(Exercise goal): Find the line that contains "One point lands on each instance of the stacked". Repeat that line and all lines following it, exactly, through the end of the listing below.

(Exercise input):
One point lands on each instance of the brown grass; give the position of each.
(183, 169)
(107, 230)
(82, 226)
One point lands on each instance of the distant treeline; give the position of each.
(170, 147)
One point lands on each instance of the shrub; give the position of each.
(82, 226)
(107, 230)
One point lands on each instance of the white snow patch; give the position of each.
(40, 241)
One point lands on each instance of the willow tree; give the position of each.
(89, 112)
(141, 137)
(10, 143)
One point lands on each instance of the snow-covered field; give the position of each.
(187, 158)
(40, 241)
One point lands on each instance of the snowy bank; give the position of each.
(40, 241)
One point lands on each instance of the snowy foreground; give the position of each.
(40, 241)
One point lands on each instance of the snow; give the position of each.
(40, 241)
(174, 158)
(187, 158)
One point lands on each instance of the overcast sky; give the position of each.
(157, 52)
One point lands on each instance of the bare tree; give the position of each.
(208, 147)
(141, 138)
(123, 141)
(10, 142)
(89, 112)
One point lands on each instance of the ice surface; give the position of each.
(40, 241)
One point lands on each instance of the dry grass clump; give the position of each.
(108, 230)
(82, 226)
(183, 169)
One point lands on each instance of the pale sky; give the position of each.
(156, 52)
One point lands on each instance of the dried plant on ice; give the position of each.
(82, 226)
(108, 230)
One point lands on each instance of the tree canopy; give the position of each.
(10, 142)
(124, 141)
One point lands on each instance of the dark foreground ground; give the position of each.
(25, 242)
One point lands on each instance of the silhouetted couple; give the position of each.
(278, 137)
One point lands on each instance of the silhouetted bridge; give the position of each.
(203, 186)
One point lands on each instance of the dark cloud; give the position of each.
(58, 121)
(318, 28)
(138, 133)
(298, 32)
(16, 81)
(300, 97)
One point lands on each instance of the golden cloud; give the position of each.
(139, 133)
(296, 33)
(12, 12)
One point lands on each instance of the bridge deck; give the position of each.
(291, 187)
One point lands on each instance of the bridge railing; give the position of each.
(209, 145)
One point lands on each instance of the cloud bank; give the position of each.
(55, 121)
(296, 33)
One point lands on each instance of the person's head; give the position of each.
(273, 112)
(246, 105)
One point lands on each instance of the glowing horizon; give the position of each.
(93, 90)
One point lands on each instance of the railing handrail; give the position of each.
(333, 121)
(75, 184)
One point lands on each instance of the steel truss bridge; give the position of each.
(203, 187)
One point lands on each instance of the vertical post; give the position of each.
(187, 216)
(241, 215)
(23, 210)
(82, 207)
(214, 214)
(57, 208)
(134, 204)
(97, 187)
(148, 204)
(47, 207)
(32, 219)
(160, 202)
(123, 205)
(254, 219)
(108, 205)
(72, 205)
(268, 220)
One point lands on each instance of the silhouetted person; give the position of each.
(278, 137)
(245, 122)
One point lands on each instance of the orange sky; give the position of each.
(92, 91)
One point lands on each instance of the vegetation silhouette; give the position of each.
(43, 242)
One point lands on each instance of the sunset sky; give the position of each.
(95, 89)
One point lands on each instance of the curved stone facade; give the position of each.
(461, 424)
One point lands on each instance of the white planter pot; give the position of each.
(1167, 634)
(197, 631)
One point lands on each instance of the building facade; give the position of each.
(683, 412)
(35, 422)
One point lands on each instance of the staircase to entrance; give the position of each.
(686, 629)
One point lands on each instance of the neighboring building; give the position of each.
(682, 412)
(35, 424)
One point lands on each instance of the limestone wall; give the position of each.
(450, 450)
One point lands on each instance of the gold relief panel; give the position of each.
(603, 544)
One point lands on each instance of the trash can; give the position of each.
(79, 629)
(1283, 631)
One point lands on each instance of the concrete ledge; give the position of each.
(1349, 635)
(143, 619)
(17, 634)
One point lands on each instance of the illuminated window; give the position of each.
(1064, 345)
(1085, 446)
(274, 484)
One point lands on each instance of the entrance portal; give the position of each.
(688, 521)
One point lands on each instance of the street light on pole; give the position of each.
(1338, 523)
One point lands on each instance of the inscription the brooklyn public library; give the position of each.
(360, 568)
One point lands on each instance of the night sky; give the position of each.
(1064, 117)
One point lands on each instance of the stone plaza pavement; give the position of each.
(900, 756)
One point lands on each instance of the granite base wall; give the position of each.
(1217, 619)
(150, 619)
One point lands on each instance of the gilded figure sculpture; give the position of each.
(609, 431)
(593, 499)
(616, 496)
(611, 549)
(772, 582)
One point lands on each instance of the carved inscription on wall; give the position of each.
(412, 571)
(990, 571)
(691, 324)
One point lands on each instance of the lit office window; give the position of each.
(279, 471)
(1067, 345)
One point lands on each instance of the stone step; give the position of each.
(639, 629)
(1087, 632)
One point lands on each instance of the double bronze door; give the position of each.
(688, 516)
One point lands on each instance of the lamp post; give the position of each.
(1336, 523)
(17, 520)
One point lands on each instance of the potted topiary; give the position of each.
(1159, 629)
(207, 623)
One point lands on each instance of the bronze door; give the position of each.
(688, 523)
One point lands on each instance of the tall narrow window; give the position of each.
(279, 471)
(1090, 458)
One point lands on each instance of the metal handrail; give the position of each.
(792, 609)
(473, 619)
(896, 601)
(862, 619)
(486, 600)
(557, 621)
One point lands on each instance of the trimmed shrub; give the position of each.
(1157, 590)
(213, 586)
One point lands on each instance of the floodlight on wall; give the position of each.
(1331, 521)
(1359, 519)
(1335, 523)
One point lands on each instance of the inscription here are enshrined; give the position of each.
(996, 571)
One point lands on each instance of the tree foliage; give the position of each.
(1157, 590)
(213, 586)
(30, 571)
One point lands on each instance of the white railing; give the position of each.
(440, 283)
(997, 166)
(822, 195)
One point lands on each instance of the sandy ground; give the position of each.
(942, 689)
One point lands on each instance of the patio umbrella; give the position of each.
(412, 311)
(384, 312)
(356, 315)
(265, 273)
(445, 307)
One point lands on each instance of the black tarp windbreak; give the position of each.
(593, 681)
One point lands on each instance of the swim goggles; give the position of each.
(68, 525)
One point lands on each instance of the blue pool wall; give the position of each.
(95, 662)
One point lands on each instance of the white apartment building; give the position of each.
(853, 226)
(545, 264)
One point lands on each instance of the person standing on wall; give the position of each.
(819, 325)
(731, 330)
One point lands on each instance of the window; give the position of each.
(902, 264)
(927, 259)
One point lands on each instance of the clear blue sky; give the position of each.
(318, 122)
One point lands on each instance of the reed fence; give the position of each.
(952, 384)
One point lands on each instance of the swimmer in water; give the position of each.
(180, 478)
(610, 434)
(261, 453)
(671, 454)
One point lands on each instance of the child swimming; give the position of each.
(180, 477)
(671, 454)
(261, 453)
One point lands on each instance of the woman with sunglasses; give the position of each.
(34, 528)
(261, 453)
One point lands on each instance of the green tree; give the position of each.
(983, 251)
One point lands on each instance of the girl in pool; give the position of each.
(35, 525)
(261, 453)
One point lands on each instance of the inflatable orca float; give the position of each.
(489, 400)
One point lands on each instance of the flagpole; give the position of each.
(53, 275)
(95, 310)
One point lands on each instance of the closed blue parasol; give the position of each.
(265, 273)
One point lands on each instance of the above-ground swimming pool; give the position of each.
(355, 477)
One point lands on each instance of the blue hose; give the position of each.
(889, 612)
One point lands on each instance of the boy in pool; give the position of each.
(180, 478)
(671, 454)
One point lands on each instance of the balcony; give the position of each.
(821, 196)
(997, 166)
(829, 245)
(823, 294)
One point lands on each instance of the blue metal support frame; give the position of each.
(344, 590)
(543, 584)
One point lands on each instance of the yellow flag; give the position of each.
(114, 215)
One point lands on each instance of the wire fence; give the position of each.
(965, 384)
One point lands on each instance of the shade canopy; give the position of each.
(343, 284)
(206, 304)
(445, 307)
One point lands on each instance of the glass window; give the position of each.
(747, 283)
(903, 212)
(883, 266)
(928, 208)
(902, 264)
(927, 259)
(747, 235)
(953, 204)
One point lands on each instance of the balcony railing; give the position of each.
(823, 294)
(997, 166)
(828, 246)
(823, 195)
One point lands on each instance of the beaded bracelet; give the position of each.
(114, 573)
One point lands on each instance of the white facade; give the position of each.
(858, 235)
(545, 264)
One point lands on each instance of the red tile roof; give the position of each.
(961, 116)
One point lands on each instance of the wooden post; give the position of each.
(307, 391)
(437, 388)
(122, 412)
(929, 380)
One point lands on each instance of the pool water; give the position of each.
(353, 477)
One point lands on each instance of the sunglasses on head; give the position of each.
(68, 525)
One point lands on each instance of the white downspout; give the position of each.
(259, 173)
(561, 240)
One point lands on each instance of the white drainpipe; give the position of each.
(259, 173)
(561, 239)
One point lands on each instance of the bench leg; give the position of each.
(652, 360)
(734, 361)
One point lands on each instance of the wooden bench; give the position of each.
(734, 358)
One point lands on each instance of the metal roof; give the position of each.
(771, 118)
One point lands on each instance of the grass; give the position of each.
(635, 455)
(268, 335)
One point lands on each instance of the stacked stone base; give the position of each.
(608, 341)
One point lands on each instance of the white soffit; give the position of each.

(Exercise response):
One point lands on each instance of the stacked stone base; give the position of each.
(608, 341)
One point lands on each instance of the white soffit; give the position of each.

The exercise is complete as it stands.